> [EXERCISE GOAL]: Copy out the entire passage below on the crystallization and gas sorption of 3D-CageHOF-1 without any changes.
** Opening PAGE TEXT block **
To gain further information about the crystallization behavior of Cage-3-NH, we carried out an in situ variable temperature PXRD experiment using the as-synthesized sample. We found that heating solvated crystals of 3D-CageHOF-1 from 298 to 363 K caused the structure to transform into the denser HOF-19 structure, with the PXRD patterns remaining the same after re-cooling the same to room temperature (Figure S25). However, activated crystals of 3D-CageHOF-1 were stable over the same temperature range (Figure S23), highlighting the importance of the crystallization solvent in facilitating the transformation of 3D-CageHOF-1 to HOF-19.

Gas Sorption Analysis

Encouraged by the apparent stability of the non-interpenetrated structure of 3D-CageHOF-1, N2 sorption at 77 K was used to measure its porosity. The sorption isotherms of 3D-CageHOF-1 had a type-IV shape with a sharp uptake at low relative pressure (<0.01), followed by a step at P/P0 = 0.01–0.1 (Figures , S26–S29). The desorption hysteresis loop indicates that 3D-CageHOF-1 is mesoporous. This conclusion is supported by the derived pore size distribution plot that displays a narrow peak at 23 Å, close to the value of 22 Å based on the sc-XRD structure (Figure , inset).
** Closing PAGE TEXT block **
** Opening RAW DATA block **
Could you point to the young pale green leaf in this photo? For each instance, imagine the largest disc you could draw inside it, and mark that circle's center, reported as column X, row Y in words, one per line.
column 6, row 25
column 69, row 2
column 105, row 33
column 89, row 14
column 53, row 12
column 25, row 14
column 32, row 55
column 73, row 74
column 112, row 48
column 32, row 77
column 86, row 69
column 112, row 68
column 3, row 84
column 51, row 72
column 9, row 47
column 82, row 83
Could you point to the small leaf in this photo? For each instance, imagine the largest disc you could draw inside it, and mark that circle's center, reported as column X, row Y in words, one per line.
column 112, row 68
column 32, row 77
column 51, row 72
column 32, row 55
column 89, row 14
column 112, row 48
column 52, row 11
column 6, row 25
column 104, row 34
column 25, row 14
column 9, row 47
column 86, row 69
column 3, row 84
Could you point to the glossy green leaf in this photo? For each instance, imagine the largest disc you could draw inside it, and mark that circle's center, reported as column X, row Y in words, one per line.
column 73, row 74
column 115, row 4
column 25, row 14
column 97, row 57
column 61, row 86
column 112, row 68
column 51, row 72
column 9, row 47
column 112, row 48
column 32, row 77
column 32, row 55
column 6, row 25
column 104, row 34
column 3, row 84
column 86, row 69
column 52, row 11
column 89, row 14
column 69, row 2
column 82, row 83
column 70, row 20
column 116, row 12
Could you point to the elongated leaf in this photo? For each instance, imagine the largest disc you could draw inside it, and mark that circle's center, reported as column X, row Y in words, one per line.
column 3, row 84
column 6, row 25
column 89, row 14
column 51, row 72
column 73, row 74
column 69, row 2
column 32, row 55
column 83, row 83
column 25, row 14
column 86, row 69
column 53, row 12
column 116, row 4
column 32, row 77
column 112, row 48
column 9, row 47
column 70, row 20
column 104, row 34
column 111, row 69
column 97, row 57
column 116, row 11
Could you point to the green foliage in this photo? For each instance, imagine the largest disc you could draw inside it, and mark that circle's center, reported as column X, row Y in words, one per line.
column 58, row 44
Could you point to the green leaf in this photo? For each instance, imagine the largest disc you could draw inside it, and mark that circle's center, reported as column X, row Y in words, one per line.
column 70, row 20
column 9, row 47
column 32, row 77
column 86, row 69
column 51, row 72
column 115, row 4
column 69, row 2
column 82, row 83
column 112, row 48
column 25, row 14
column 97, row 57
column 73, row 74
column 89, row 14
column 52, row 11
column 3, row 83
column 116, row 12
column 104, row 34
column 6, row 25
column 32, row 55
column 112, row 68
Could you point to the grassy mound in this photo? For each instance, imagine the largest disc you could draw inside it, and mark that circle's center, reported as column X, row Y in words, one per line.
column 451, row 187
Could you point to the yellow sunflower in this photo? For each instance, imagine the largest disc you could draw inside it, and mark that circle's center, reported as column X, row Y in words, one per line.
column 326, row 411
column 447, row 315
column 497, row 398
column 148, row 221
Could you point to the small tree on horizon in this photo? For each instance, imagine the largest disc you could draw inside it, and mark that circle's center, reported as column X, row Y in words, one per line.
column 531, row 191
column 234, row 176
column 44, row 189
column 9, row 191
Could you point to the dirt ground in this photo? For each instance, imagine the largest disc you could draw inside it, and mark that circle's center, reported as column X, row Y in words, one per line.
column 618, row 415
** Closing RAW DATA block **
> [RESPONSE]:
To gain further information about the crystallization behavior of Cage-3-NH, we carried out an in situ variable temperature PXRD experiment using the as-synthesized sample. We found that heating solvated crystals of 3D-CageHOF-1 from 298 to 363 K caused the structure to transform into the denser HOF-19 structure, with the PXRD patterns remaining the same after re-cooling the same to room temperature (Figure S25). However, activated crystals of 3D-CageHOF-1 were stable over the same temperature range (Figure S23), highlighting the importance of the crystallization solvent in facilitating the transformation of 3D-CageHOF-1 to HOF-19.

Gas Sorption Analysis

Encouraged by the apparent stability of the non-interpenetrated structure of 3D-CageHOF-1, N2 sorption at 77 K was used to measure its porosity. The sorption isotherms of 3D-CageHOF-1 had a type-IV shape with a sharp uptake at low relative pressure (<0.01), followed by a step at P/P0 = 0.01–0.1 (Figures , S26–S29). The desorption hysteresis loop indicates that 3D-CageHOF-1 is mesoporous. This conclusion is supported by the derived pore size distribution plot that displays a narrow peak at 23 Å, close to the value of 22 Å based on the sc-XRD structure (Figure , inset).